Exercise requirements
Rewrite the material below with "instance" changed to "object" wherever it occurs, leaving everything else as it is.

Records for processing
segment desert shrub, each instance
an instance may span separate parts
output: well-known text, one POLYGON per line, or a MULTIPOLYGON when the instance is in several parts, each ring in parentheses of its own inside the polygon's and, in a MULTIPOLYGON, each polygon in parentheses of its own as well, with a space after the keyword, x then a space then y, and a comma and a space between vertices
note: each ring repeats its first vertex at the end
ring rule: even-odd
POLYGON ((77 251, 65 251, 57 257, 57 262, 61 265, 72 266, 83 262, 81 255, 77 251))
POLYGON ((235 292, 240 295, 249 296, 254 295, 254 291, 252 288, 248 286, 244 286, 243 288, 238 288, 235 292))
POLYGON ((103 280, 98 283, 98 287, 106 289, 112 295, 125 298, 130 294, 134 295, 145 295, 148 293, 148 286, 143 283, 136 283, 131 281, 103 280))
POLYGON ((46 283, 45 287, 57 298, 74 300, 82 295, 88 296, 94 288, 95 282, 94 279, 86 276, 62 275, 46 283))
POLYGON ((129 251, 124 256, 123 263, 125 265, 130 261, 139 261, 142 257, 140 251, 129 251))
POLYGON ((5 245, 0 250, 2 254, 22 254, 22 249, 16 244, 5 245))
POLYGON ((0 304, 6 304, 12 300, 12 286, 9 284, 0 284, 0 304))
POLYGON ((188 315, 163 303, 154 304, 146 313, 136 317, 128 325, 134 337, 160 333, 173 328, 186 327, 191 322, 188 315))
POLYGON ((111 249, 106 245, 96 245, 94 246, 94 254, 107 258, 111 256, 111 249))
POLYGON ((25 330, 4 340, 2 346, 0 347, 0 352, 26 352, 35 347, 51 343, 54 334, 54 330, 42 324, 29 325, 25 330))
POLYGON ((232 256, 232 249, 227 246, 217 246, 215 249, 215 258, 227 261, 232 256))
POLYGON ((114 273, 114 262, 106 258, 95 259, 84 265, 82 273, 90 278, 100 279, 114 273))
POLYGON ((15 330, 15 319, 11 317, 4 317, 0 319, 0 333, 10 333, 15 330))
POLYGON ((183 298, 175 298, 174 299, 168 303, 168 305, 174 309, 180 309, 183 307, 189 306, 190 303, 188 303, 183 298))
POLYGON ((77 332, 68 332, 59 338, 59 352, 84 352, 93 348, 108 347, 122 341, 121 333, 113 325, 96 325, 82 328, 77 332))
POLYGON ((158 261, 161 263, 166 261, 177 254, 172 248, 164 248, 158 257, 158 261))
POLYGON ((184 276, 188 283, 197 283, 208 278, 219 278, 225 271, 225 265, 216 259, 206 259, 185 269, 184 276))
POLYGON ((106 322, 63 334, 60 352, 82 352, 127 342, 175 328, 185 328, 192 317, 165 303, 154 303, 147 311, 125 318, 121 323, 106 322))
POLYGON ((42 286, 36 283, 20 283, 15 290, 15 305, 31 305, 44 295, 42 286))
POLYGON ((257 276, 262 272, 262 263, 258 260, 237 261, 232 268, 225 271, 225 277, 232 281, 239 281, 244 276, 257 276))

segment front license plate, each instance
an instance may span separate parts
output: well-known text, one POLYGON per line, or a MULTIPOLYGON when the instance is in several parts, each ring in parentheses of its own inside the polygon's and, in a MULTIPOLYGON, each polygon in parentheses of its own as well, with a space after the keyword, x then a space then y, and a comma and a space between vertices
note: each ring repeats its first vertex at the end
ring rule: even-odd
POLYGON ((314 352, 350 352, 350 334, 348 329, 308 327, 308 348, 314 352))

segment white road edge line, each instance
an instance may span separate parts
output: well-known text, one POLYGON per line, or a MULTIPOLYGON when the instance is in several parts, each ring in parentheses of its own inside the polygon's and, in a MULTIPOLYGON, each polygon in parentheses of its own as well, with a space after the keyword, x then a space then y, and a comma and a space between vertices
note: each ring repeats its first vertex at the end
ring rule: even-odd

Response to the task
segment desert shrub, each object
an object may span separate parts
output: well-known text, one POLYGON per line, or a MULTIPOLYGON when the object is in several parts, each ring in parentheses of its own inside the polygon's and, in a MULTIPOLYGON, each polygon in parentheses of its own as well, with a space after the keyword, x then a space then y, and a comma and a space between vertices
note: each ring repeats its first vertex at the end
ring rule: even-odd
POLYGON ((77 251, 65 251, 57 257, 57 262, 61 265, 72 266, 83 262, 81 255, 77 251))
POLYGON ((235 292, 240 295, 249 296, 254 295, 254 291, 252 288, 248 286, 244 286, 243 288, 238 288, 235 292))
POLYGON ((103 280, 98 283, 98 287, 106 289, 112 295, 125 298, 130 294, 134 295, 145 295, 148 293, 148 286, 143 283, 136 283, 131 281, 103 280))
POLYGON ((46 283, 45 287, 57 298, 74 300, 82 295, 88 296, 94 288, 95 282, 94 279, 86 276, 62 275, 46 283))
POLYGON ((129 251, 124 256, 123 263, 125 265, 130 261, 139 261, 142 257, 140 251, 129 251))
POLYGON ((5 245, 0 250, 2 254, 22 254, 22 249, 16 244, 5 245))
POLYGON ((0 304, 6 304, 12 300, 12 286, 9 284, 0 284, 0 304))
POLYGON ((188 315, 163 303, 154 304, 146 313, 136 317, 128 325, 134 337, 160 333, 173 328, 186 327, 191 322, 188 315))
POLYGON ((111 249, 106 245, 96 245, 94 246, 94 254, 107 258, 111 256, 111 249))
POLYGON ((25 330, 4 340, 2 346, 0 347, 0 352, 26 352, 35 347, 51 343, 54 334, 54 330, 42 324, 29 325, 25 330))
POLYGON ((232 256, 232 249, 227 246, 217 246, 215 249, 215 258, 227 261, 232 256))
POLYGON ((114 273, 114 262, 106 258, 95 259, 84 265, 82 273, 90 278, 100 279, 114 273))
POLYGON ((15 330, 15 319, 11 317, 4 317, 0 319, 0 333, 10 333, 15 330))
POLYGON ((183 298, 175 298, 174 299, 168 303, 168 305, 174 309, 180 309, 183 307, 189 306, 190 303, 188 303, 183 298))
POLYGON ((77 332, 68 332, 59 338, 59 352, 84 352, 93 348, 108 347, 122 341, 121 333, 113 325, 96 325, 82 328, 77 332))
POLYGON ((158 261, 161 263, 166 261, 177 254, 172 248, 164 248, 158 257, 158 261))
POLYGON ((184 276, 188 283, 197 283, 208 278, 219 278, 225 271, 225 265, 216 259, 206 259, 185 269, 184 276))
POLYGON ((106 322, 63 334, 60 352, 82 352, 127 342, 175 328, 185 328, 192 317, 165 303, 154 303, 147 311, 125 318, 121 323, 106 322))
POLYGON ((42 286, 36 283, 20 283, 15 290, 15 305, 31 305, 44 295, 42 286))
POLYGON ((257 276, 262 272, 262 263, 258 260, 237 261, 232 268, 225 271, 225 277, 232 281, 239 281, 244 276, 257 276))

segment front license plate, each object
an object may span separate parts
output: well-known text, one POLYGON per line, or a MULTIPOLYGON when the object is in several parts, each ring in parentheses of its own inside the polygon's and, in a MULTIPOLYGON, each polygon in parentheses of its own as well, with a space after the keyword, x then a space then y, and a comma and a space between vertices
note: each ring repeats its first vertex at the end
ring rule: even-odd
POLYGON ((314 352, 350 352, 350 334, 348 329, 308 327, 308 348, 314 352))

segment white road edge line, each object
an object may span separate parts
output: well-known text, one POLYGON per line, or a MULTIPOLYGON when the object is in several parts, each ring in parentheses of its own inside the polygon's and, in a MULTIPOLYGON, each polygon in parentheses of its own as well, with a space after the keyword, x then a space then y, and a comma and a space between vertices
note: each ring repeats its first vertex at the end
ring rule: even-odd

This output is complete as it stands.